## start Material for this task
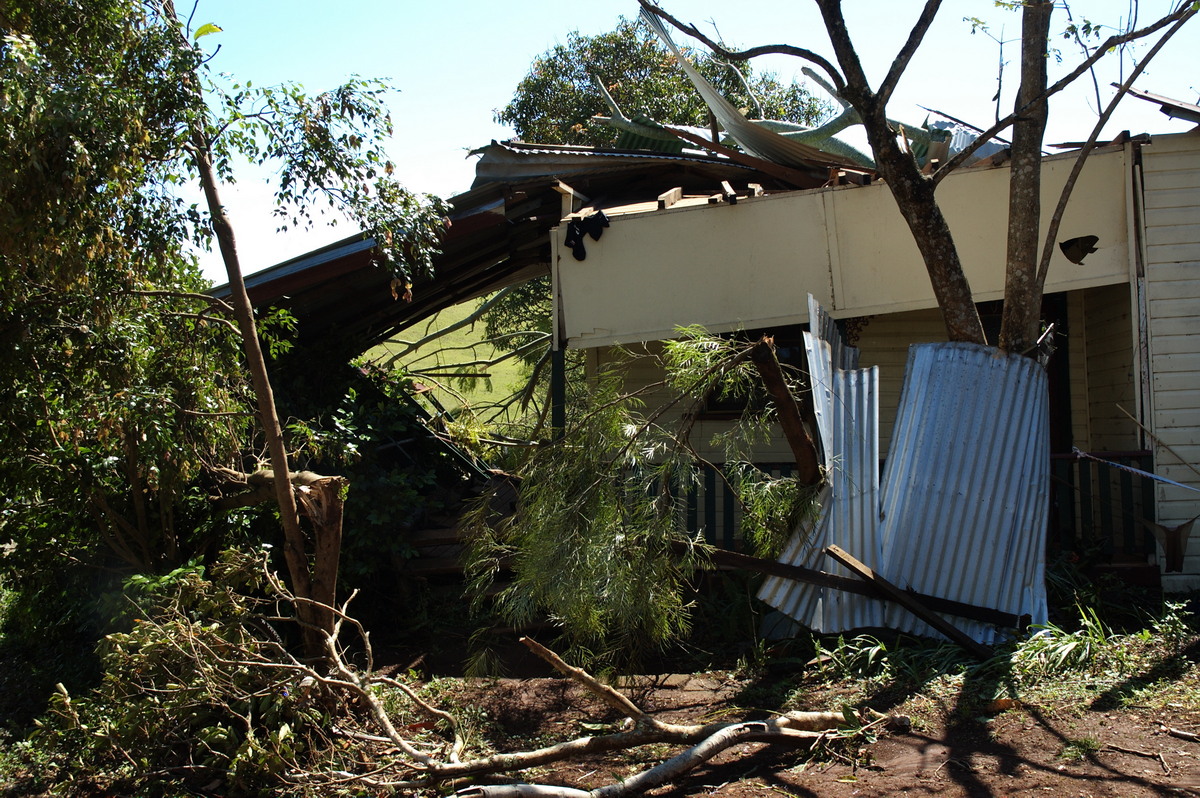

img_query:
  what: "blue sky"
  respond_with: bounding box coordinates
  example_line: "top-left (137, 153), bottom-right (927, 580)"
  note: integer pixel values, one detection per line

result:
top-left (192, 0), bottom-right (1200, 282)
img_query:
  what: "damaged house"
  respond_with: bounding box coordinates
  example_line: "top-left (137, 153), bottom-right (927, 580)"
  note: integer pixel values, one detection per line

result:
top-left (552, 123), bottom-right (1200, 612)
top-left (234, 81), bottom-right (1200, 642)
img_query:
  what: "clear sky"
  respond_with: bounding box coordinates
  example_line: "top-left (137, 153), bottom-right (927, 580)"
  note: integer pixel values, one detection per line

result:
top-left (192, 0), bottom-right (1200, 282)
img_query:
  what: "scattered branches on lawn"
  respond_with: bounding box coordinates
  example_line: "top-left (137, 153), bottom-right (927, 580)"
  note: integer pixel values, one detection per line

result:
top-left (32, 554), bottom-right (902, 796)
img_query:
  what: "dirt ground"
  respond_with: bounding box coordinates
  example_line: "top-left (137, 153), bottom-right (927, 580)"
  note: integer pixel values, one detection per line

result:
top-left (446, 668), bottom-right (1200, 798)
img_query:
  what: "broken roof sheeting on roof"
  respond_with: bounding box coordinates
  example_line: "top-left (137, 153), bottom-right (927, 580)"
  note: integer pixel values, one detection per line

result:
top-left (214, 142), bottom-right (822, 352)
top-left (642, 8), bottom-right (862, 168)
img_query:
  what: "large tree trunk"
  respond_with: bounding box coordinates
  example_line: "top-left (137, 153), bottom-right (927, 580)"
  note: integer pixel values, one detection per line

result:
top-left (817, 0), bottom-right (986, 343)
top-left (1000, 0), bottom-right (1054, 353)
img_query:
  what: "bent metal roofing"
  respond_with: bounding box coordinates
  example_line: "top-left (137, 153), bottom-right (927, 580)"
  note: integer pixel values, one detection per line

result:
top-left (212, 142), bottom-right (827, 352)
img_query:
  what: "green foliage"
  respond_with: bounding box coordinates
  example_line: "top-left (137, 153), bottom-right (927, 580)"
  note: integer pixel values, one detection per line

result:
top-left (8, 554), bottom-right (330, 796)
top-left (288, 362), bottom-right (473, 587)
top-left (466, 329), bottom-right (816, 664)
top-left (0, 0), bottom-right (198, 284)
top-left (208, 70), bottom-right (449, 283)
top-left (496, 18), bottom-right (828, 146)
top-left (0, 0), bottom-right (456, 720)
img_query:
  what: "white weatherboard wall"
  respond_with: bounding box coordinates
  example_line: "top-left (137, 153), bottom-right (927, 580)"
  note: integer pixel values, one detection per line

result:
top-left (1142, 133), bottom-right (1200, 590)
top-left (554, 148), bottom-right (1129, 348)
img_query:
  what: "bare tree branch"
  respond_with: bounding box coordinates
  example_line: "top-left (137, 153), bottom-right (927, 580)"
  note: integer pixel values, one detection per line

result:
top-left (932, 0), bottom-right (1196, 185)
top-left (638, 0), bottom-right (846, 91)
top-left (1037, 11), bottom-right (1195, 292)
top-left (876, 0), bottom-right (942, 106)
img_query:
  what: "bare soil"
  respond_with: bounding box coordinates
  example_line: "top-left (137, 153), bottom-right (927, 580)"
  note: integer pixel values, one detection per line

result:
top-left (443, 660), bottom-right (1200, 798)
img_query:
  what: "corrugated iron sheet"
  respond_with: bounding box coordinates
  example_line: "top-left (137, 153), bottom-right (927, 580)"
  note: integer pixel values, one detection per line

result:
top-left (642, 10), bottom-right (858, 167)
top-left (758, 295), bottom-right (1049, 643)
top-left (758, 314), bottom-right (884, 631)
top-left (880, 343), bottom-right (1050, 642)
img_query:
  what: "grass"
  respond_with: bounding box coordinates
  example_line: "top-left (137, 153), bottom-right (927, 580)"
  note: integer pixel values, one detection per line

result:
top-left (746, 590), bottom-right (1200, 729)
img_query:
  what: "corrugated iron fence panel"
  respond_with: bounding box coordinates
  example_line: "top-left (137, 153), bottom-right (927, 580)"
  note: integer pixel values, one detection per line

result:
top-left (880, 343), bottom-right (1049, 642)
top-left (758, 319), bottom-right (883, 631)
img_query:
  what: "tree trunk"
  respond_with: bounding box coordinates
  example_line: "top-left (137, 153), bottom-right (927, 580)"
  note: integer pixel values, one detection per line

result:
top-left (1000, 0), bottom-right (1054, 353)
top-left (192, 131), bottom-right (341, 658)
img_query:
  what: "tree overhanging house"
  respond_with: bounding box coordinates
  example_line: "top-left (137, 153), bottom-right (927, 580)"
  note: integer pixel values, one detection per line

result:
top-left (231, 101), bottom-right (1200, 643)
top-left (553, 123), bottom-right (1200, 590)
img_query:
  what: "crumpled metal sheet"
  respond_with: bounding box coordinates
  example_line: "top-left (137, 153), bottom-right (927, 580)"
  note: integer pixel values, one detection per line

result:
top-left (758, 307), bottom-right (886, 631)
top-left (642, 10), bottom-right (859, 168)
top-left (758, 295), bottom-right (1050, 643)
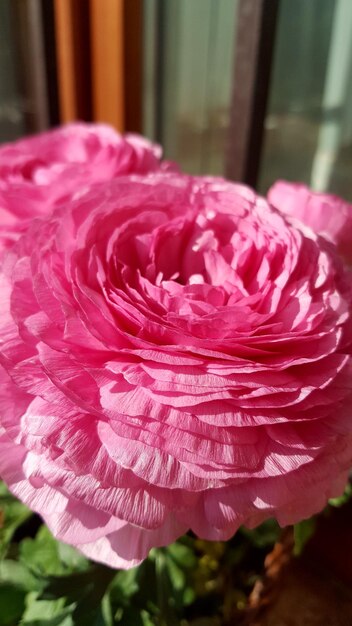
## end Material for this task
What the task requires >> Arrange the lines from the beginning of the items through the line that reads "top-left (234, 81), bottom-right (1200, 642)" as a numbered list, dropping the blank lines. Leave the pictures out of the list.

Result of this task >>
1. img_query:
2.   what: "blue sky"
3.   respond_with: bounding box coordinates
4.   example_line: "top-left (137, 153), bottom-right (927, 580)"
5.   note: integer pixel values, one detection per line
6. result:
7. top-left (192, 0), bottom-right (1200, 282)
8. img_query:
9.   what: "damaged house"
10.   respond_with: bounding box coordinates
11.   example_line: "top-left (137, 153), bottom-right (927, 580)"
12.   note: integer pixel values, one detection per line
13. result:
14. top-left (552, 123), bottom-right (1200, 612)
15. top-left (234, 81), bottom-right (1200, 642)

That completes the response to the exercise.